- [TASK REQUIREMENTS]:
Copy out the data below, swapping every "Tag" for "Mark" and keeping everything else the same.

--- Start EXCERPTED DATA ---

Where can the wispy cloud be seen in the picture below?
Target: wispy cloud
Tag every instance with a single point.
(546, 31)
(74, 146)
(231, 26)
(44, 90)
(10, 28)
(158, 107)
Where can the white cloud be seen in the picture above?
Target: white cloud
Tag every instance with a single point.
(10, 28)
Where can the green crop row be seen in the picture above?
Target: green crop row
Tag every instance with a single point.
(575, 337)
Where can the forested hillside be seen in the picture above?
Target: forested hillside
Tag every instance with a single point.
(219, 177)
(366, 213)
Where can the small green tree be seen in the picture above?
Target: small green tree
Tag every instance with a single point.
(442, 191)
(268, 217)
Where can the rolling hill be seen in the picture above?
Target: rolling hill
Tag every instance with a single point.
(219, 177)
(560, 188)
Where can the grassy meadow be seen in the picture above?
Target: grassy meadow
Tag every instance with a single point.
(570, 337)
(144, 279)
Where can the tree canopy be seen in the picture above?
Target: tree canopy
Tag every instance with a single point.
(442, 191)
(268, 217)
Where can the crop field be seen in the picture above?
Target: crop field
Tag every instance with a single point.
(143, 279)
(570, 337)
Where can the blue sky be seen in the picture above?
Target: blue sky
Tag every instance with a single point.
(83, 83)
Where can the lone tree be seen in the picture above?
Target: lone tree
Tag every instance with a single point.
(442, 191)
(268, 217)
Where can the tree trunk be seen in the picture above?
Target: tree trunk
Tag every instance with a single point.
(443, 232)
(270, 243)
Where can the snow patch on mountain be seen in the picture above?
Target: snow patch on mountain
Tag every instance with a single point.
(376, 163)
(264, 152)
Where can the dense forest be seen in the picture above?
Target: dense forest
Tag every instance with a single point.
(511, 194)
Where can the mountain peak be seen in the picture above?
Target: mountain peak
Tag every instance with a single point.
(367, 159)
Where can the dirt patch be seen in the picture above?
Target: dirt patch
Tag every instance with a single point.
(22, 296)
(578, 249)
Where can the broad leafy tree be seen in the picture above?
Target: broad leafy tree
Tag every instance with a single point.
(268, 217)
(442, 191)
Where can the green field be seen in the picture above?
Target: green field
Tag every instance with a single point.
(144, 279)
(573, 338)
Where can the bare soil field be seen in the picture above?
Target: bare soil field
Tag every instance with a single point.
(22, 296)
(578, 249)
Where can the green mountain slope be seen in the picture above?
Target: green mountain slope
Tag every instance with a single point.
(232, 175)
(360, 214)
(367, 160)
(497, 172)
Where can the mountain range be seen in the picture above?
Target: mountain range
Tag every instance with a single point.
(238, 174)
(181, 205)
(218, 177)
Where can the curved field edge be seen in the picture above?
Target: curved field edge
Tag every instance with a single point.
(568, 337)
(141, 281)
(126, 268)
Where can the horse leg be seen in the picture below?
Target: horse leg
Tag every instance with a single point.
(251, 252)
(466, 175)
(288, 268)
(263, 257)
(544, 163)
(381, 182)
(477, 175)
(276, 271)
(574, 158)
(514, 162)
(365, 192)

--- End EXCERPTED DATA ---

- [RESULT BELOW]:
Where can the wispy cloud be seen in the picture below?
Target: wispy cloud
Mark every instance with a single point.
(546, 31)
(74, 146)
(231, 26)
(44, 90)
(10, 28)
(158, 107)
Where can the white cloud be seen in the picture above?
Target: white cloud
Mark every instance with a single point.
(10, 28)
Where can the green crop row be seen in the picture above?
Target: green crop row
Mark every instance with a single point.
(575, 337)
Where can the forested hillside be seen in the picture above?
Target: forested hillside
Mark every instance with a single point.
(219, 177)
(366, 213)
Where can the small green tree be seen in the picture above?
Target: small green tree
Mark every instance with a single point.
(442, 191)
(268, 217)
Where can the rolling hill be seen in the picture above?
Target: rolling hill
Mark every instance with a single point.
(219, 177)
(560, 188)
Where can the grassy meadow be seen in the picture above?
Target: grassy meadow
Mark every instance with a single point.
(570, 337)
(144, 279)
Where can the tree canopy be seen in the picture above?
Target: tree canopy
Mark every instance with a single point.
(442, 191)
(268, 217)
Where can the crop field be seen in the picture above?
Target: crop field
Mark every instance with a single point.
(143, 279)
(570, 337)
Where can the blue sky be seen in the picture above?
Target: blue sky
Mark every instance with a single point.
(83, 83)
Where can the lone tree be seen in the picture above?
Target: lone tree
Mark every instance with a single point.
(442, 191)
(268, 217)
Where can the tree trunk be seen in the picture above?
Target: tree trunk
Mark every instance with a single point.
(443, 232)
(270, 243)
Where can the snow patch on mountain be seen in the picture above?
Target: snow patch on mountain
Mark every instance with a single point.
(376, 163)
(264, 152)
Where can the dense forest be seen in the picture above?
Target: dense forest
Mark every instance with a single point.
(511, 194)
Where can the mountain peak be seen in the picture above?
Target: mountain peak
Mark every instance with a single point.
(367, 159)
Where can the dirt patch be seen in the picture above?
Target: dirt patch
Mark every instance with a single point.
(22, 296)
(578, 249)
Where can the broad leafy tree be seen in the picture above?
Target: broad leafy tree
Mark every instance with a single point.
(268, 217)
(442, 191)
Where can the green field be seen in the picture above?
Target: green field
Mark every instance with a single point.
(144, 279)
(573, 338)
Where can the bare soil field be seen in the picture above?
Target: bare soil field
Mark every instance with a single point.
(22, 296)
(578, 249)
Where can the green mountain slope be seen in the picture above?
Target: green mountain slope
Mark every instance with a single point.
(232, 175)
(360, 214)
(367, 160)
(497, 172)
Where can the mountain range be seen in the picture above?
Target: mountain range
Mark every instance with a single point.
(238, 174)
(181, 205)
(218, 177)
Where can the curved field edge be seen in the picture above?
Target: curved field edge
Mark every instance with a single point.
(568, 337)
(141, 281)
(126, 268)
Where can the horse leg be seen in the picture below?
Target: horse leg
Mark every instance with a single point.
(251, 252)
(466, 175)
(288, 268)
(263, 257)
(544, 163)
(381, 182)
(477, 175)
(276, 271)
(574, 158)
(514, 162)
(365, 192)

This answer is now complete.